_What this exercise asks_:
1 – In the story about Cordelia Summers, how many attendees were in the class where she taught students to make a duvet cover?
2 – Continue the story about Cordelia Summers and her sewing classes from its last sentence.

_Extracted text_:

○ ○ ○ ○ ○

When Cordelia Summers was five years young, a Sunday wasn’t a Sunday if she didn’t get to spend time with her beloved Nanna. The two of them were practically inseparable. One weekend Nanna taught a mesmerised Cordelia about sewing. She was fascinated by the thought of fixing bits of clothing and wondering what she might be able to make one day. The possibilities seemed endless.

Cordelia would often ask Nanna to sew with her, especially on the rainy and cold days of winter.

Years later, Cordelia was now spending her free time making all sorts of items, from throws to cushions and quilt covers. Business went well and Cordelia was happy spending her weekends attending local craft fairs and markets.

One weekend when Cordelia wasn’t attending the market she sat down with her friends, Alyson and Rupert and privately taught them a few methods and together they each made a cushion case and they were all thrilled with the results. Cordelia had a knack for teaching and she enjoyed it too, so she decided to branch out her business and teach classes as well.

Cordelia set up a studio from which she could teach and classes soon filled up and she soon found herself contemplating leaving her day job, doing more classes and crafting full time.

On one autumn evening, Cordelia was teaching her paying students how to make a duvet cover. There were twelve attendees to this particular class and for the most part things were going well. However, one attendee hadn’t been paying full attention to Cordelia’s safety advice and was allowing the duvet material to hang over the end of her workbench. One other attendee to the class was at the workbench in front and got up off her seat and didn’t see the material hanging down. As the lady took a step her leg got caught in the duvet material and she tripped over. Desperately trying to avoid hitting her head she put her hands out in front of her. Her hands hit the worktop with force and there was a loud crack, the woman almost immediately yelped in pain. The poor woman’s head still hit the table, but thankfully her hands and wrist had taken most of the impact.

○ ○ ○ ○ ○

_Extracted data_:
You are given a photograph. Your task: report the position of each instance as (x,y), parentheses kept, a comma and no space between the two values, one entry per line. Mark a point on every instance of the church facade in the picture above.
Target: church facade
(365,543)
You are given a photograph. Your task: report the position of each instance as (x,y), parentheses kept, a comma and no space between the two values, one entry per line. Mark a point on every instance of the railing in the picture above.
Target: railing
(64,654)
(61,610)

○ ○ ○ ○ ○

_Expected responses_:
1 – Twelve

2 –
Cordelia ran over to the woman immediately to check she was ok. Her forehead was red and a small lump was already starting to form but on seeing the woman’s hands and wrists a chill went down Cordelia’s spine. The woman’s right wrist was clearly broken.

Because the woman had a head injury Cordelia didn’t want to take any risks. She called an ambulance and took notes, ensuring she was very thorough, to the extent of even taking a picture of the position of the piece of material the woman had tripped over. The injured woman was attended to by paramedics, who took her off to the hospital.

The next day Cordelia called her insurance company. She informed them of the incident and said it was possible that it could lead to a claim. On the phone she mentioned the fact the incident happened during a class she was teaching. Immediately the claims handler pointed out that the policy she had taken out didn’t cover her for teaching classes where customers would have a handson role and to top it off, her policy was now invalid. It was yet another horrifying moment of panic for Cordelia as she realised she was now liable for any claim that would arise. If only Cordelia had taken the extra time to read about the policies she might have taken out the correct policy intended for teachers and she would have been covered for a situation like this, now she had to wait and see if a formal claim was going to be made.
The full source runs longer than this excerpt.